- **SHORT TASK**
Count the lines in the material below that contain the string "megaphone", matching case exactly, and give only the number.

- **MATERIALS PROVIDED**
::::

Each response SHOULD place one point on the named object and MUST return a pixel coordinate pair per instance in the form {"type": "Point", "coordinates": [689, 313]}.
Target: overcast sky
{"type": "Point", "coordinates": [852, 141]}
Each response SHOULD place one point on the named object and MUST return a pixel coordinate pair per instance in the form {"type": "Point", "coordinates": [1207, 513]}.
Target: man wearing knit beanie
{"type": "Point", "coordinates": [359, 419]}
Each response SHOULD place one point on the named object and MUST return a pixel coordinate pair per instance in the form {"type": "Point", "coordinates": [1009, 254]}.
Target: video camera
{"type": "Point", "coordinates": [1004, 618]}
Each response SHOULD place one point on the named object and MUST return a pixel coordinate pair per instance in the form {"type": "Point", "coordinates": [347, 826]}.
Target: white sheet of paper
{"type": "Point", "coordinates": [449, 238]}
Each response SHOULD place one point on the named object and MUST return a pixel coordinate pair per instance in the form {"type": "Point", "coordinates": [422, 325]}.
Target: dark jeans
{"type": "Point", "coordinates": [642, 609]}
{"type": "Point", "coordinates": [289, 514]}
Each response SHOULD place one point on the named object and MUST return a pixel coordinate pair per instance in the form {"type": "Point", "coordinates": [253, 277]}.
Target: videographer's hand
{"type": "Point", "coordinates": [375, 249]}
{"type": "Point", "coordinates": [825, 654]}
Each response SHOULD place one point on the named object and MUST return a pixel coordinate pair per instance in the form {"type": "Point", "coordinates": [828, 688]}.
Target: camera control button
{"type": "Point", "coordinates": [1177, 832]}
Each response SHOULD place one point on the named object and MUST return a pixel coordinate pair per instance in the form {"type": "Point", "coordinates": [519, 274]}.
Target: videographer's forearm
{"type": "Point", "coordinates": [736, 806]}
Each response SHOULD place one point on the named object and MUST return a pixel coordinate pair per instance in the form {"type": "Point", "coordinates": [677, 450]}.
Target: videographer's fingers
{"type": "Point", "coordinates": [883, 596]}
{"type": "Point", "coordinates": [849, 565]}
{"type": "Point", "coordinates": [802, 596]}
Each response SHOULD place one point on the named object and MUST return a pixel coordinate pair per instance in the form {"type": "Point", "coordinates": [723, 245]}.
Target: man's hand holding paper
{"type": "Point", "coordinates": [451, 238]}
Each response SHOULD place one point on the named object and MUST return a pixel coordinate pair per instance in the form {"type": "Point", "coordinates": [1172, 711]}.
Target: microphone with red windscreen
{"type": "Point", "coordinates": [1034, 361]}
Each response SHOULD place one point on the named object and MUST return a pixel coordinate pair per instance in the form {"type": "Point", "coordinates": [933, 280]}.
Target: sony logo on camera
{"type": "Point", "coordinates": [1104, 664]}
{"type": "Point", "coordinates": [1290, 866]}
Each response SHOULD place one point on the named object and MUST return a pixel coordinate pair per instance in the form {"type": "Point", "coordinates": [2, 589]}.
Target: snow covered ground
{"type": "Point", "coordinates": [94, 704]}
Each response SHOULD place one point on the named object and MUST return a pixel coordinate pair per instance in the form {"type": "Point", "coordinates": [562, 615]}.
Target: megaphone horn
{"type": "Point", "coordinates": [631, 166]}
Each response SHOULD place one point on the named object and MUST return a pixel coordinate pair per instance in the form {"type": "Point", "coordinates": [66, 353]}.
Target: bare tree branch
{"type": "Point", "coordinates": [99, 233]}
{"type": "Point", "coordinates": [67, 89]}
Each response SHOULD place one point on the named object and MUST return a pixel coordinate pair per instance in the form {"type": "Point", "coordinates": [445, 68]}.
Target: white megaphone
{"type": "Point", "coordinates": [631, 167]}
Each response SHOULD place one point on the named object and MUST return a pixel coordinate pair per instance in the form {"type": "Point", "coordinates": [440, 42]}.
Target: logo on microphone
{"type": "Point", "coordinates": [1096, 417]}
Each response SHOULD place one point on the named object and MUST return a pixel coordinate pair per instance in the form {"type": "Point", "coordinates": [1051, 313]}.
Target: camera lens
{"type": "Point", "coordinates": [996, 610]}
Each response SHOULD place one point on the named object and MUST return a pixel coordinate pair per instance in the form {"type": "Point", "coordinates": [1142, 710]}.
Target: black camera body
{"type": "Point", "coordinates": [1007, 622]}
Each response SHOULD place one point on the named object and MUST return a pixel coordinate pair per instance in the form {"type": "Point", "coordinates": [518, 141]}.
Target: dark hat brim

::::

- **RESULT OF THE TASK**
2